--- Region pointing data ---
-------------------------

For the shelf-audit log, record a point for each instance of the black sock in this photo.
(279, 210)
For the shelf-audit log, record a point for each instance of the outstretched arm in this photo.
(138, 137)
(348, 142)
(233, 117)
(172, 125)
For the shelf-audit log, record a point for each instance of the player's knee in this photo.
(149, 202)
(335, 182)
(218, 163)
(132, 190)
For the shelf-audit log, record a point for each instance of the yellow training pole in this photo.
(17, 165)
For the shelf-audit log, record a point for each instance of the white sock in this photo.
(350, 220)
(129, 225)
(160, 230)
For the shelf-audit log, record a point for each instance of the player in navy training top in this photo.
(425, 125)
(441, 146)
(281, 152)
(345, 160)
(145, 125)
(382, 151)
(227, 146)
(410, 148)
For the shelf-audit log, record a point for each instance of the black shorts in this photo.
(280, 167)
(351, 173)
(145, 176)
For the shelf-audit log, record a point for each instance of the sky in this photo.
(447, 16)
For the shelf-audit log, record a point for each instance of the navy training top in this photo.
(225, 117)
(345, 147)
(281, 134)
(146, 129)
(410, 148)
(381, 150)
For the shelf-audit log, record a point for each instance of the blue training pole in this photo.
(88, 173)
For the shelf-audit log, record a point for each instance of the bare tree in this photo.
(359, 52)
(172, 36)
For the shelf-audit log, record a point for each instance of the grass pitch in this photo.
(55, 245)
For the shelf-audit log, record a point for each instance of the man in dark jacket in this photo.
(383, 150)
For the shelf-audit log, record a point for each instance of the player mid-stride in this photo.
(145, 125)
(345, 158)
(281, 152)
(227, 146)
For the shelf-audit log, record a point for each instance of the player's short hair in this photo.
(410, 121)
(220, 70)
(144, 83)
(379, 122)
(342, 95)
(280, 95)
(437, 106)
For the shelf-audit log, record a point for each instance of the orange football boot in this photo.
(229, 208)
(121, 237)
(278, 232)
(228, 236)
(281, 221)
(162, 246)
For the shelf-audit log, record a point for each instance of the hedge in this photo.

-------------------------

All of the records above are to be printed again exactly as they appear.

--- Response for this exercise ---
For the shelf-audit log, record a point for each instance of the black sock in this photo.
(279, 210)
For the shelf-audit log, record a point for each instance of the outstretched arm in this photo.
(138, 137)
(348, 142)
(233, 117)
(172, 125)
For the shelf-audit log, record a point for each instance of the player's knee in this photo.
(149, 202)
(335, 182)
(218, 163)
(132, 190)
For the shelf-audit log, record a point for each instance of the yellow training pole in this photo.
(17, 165)
For the shelf-audit log, record a point for each instance of the white sock in this photo.
(350, 220)
(129, 225)
(160, 230)
For the shelf-audit log, record a point for each instance of the player in navy training top in this photo.
(425, 125)
(441, 146)
(281, 152)
(345, 160)
(145, 125)
(382, 151)
(227, 146)
(410, 148)
For the shelf-audit log, record a point for each instance of the black shorts in this photo.
(280, 167)
(351, 173)
(145, 176)
For the shelf-audit log, record a point for each instance of the sky in this photo.
(447, 16)
For the shelf-audit log, record a point for each instance of the navy training top in this photo.
(225, 117)
(345, 147)
(281, 134)
(146, 129)
(410, 148)
(381, 150)
For the shelf-audit log, record a point for each instance of the blue training pole in this photo.
(88, 173)
For the shelf-audit log, record a point for each instance of the bare tree in this photo.
(359, 52)
(172, 36)
For the shelf-audit log, record a point for each instance of the grass pitch in this photo.
(55, 245)
For the shelf-audit log, record a point for each instance of the man in dark jacket in this photo.
(383, 150)
For the shelf-audit log, record a point for each instance of the player mid-stride in this photo.
(145, 125)
(345, 158)
(281, 152)
(227, 146)
For the shelf-audit log, record a point for each instance of the player's short hair in this photo.
(410, 121)
(220, 70)
(144, 83)
(379, 122)
(342, 95)
(280, 95)
(437, 106)
For the shelf-audit log, record a point for each instance of the orange football boot in this photo.
(229, 208)
(121, 237)
(278, 232)
(228, 236)
(281, 221)
(162, 246)
For the shelf-audit log, record a point for each instance of the hedge in this photo.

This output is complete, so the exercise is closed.